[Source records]
+++++
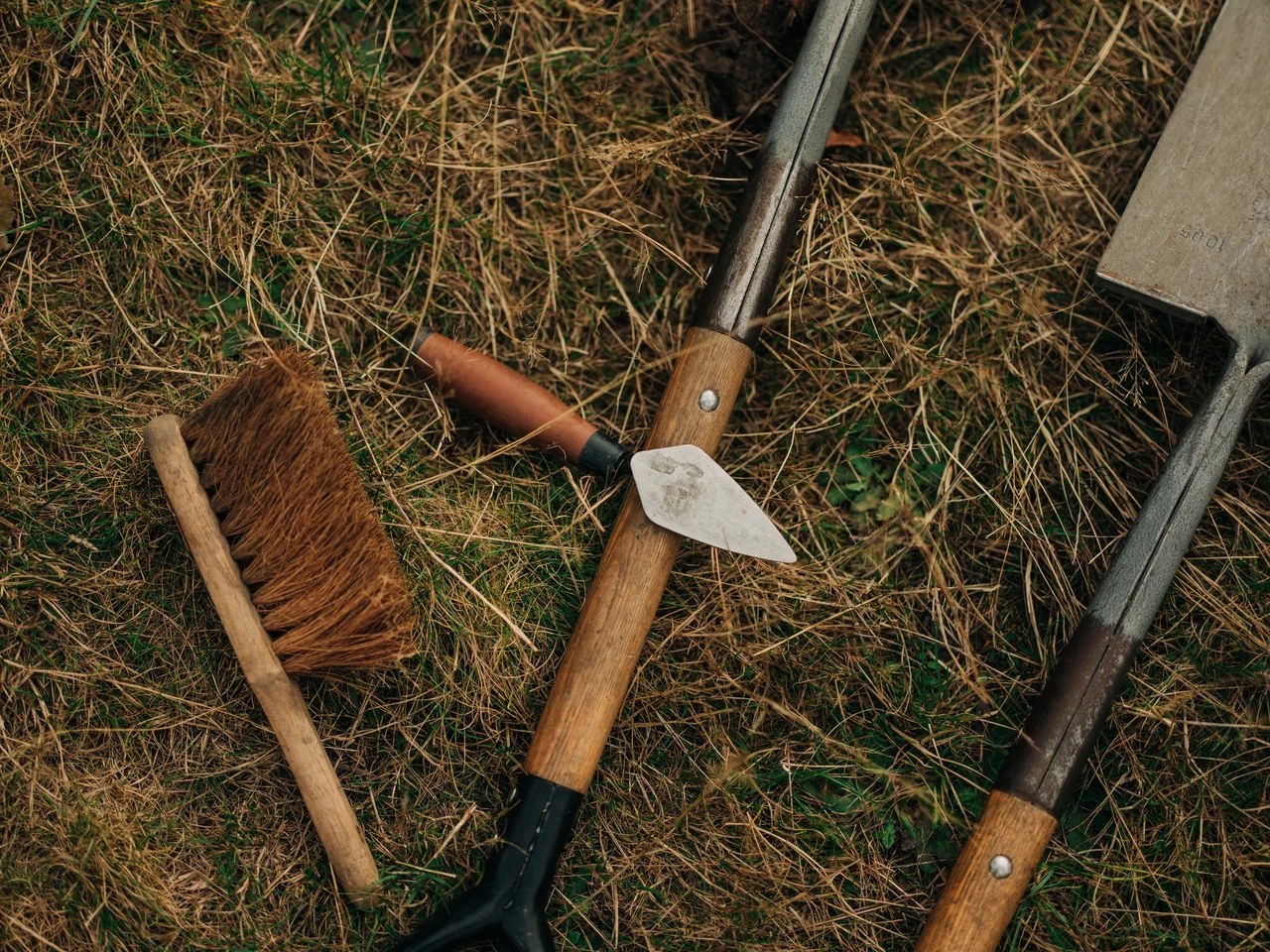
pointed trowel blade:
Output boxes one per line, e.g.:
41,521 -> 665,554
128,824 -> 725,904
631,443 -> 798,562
+++++
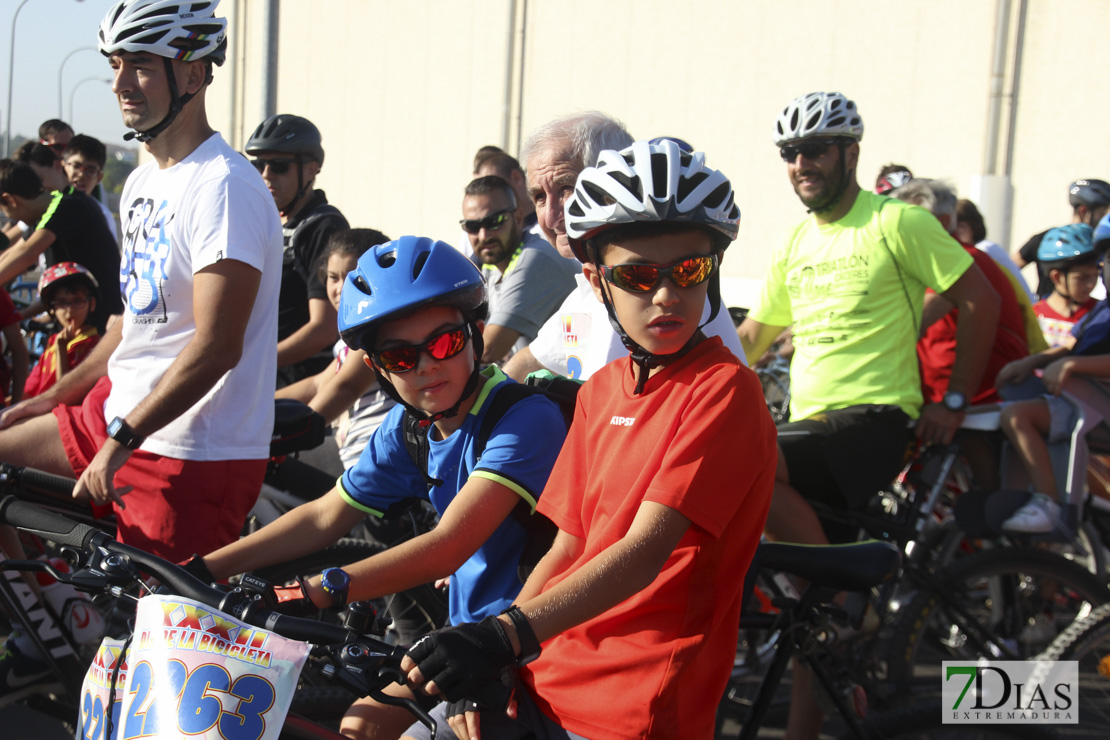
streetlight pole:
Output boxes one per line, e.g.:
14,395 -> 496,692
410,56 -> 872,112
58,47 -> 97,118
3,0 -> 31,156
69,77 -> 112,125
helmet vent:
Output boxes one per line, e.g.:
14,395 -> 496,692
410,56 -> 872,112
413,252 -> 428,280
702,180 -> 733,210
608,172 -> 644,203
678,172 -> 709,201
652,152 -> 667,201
+++++
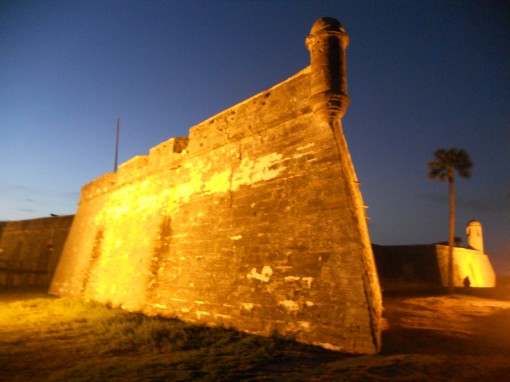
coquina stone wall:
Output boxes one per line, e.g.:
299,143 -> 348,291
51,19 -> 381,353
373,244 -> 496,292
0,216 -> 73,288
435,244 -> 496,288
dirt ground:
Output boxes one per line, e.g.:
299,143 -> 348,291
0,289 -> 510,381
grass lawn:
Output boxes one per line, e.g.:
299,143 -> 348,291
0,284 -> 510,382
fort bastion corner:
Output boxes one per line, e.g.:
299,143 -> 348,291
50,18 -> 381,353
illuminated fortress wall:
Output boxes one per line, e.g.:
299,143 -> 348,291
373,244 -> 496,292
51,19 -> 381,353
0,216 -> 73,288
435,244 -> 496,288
+++++
### Goal of the exercise
Locate every line in the rows above that contains the word "wall" and copy each one. Matching is case-sensitive.

### The solution
coquina stone wall:
illuminated fortress wall:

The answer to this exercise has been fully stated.